Stated exercise: Copy the entries from the line with "Question. Mark every instance of the dirt" to the line with "x=867 y=777", switching "dirt path" to "gravel path" and leaving everything else unchanged.

Entries provided:
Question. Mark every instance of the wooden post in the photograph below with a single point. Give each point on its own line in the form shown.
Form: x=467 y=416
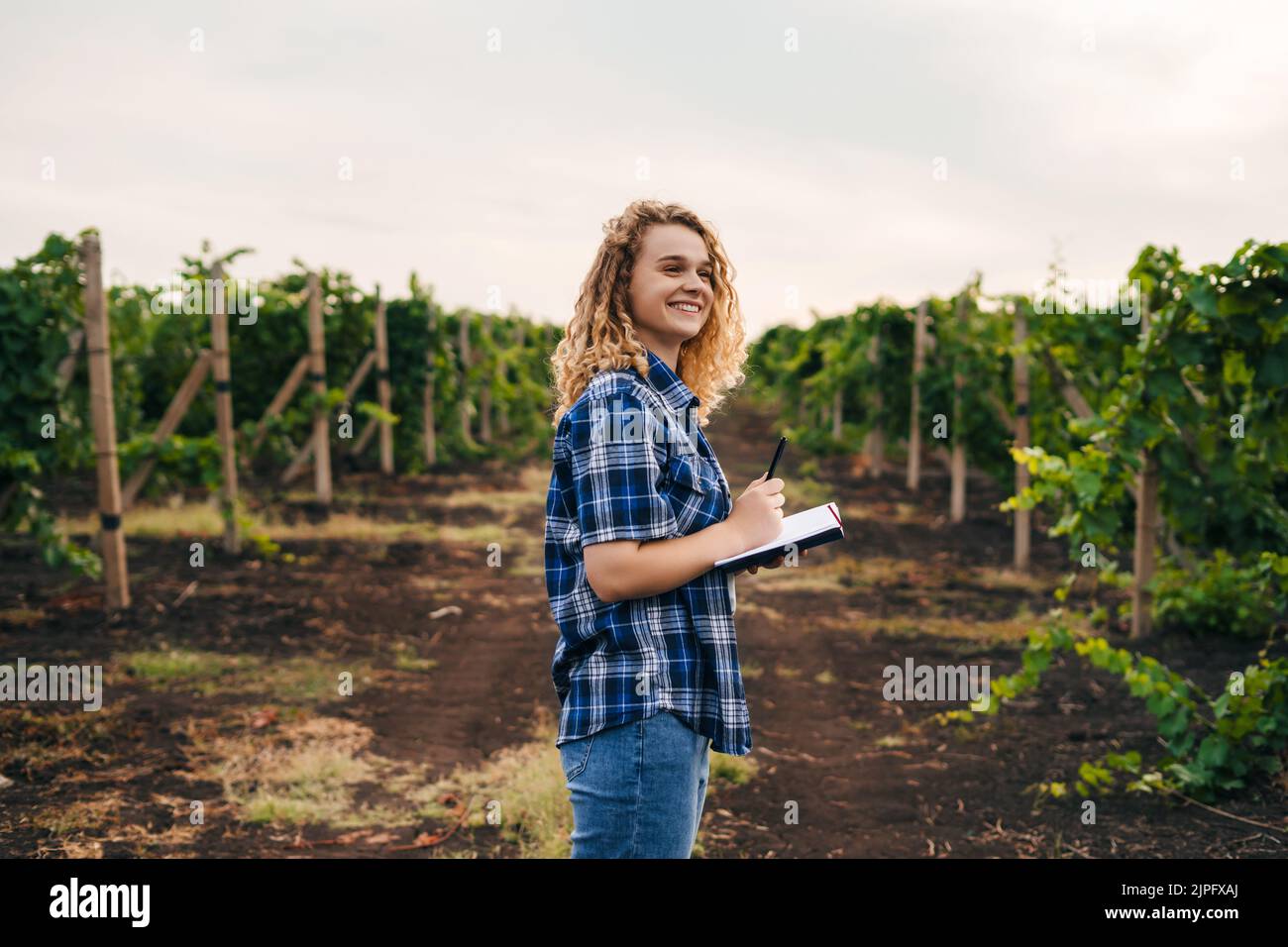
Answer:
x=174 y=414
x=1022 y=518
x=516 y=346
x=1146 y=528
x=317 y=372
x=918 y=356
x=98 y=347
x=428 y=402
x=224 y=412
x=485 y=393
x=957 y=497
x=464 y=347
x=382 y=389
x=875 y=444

...

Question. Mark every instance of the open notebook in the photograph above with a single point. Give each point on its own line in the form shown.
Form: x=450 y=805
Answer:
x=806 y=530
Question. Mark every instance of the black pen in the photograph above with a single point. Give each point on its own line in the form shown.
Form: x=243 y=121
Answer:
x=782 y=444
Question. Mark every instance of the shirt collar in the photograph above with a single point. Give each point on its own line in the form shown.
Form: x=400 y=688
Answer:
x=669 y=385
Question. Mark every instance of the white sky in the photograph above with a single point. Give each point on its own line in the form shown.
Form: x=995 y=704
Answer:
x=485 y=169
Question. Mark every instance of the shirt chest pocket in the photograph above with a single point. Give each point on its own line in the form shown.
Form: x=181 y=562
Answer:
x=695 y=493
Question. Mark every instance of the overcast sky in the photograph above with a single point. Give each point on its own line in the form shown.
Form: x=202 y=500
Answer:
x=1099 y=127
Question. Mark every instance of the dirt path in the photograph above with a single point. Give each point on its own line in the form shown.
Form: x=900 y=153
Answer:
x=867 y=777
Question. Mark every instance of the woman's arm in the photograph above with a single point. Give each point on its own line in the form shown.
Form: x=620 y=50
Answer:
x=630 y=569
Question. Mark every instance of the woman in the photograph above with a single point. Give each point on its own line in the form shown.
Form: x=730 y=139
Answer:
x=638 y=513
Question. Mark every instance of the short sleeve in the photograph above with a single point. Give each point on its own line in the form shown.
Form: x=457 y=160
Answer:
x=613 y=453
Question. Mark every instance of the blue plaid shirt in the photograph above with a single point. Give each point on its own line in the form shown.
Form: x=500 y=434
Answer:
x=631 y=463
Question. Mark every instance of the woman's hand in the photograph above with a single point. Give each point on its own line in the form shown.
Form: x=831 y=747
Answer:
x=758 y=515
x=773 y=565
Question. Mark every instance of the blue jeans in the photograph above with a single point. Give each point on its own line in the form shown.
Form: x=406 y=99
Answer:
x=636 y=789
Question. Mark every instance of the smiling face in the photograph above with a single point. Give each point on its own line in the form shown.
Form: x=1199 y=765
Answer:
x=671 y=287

Response to this exercise:
Question. Mark every instance of the gravel path in the photograph above with a single point. Give each point on its own line in the form shown.
Form: x=900 y=153
Answer:
x=867 y=777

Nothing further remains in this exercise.